┌─ GIVEN ENTRIES

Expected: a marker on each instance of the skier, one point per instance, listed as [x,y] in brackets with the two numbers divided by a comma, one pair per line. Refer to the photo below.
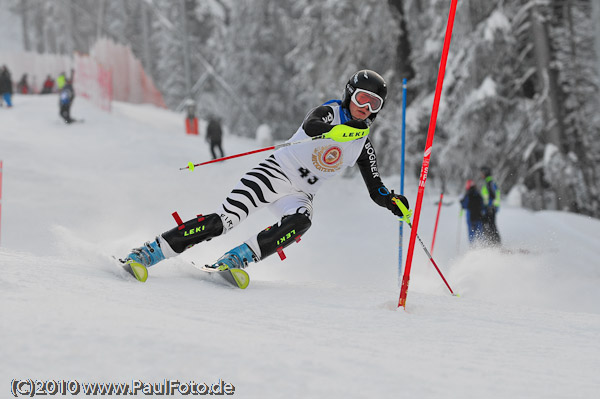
[66,96]
[473,203]
[6,89]
[491,204]
[214,136]
[288,181]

└─

- **YOUR OBJECTIVE**: Quote each of the rows above verbatim, leaving the pictures out of your reply.

- **OUTPUT**:
Expected: a marker on each instance of the skier, one point per instance, listed as [x,y] in brackets with the two numbers divided by a comma, one pair per line. Refer to the photo below.
[66,96]
[473,203]
[6,89]
[491,204]
[214,136]
[288,181]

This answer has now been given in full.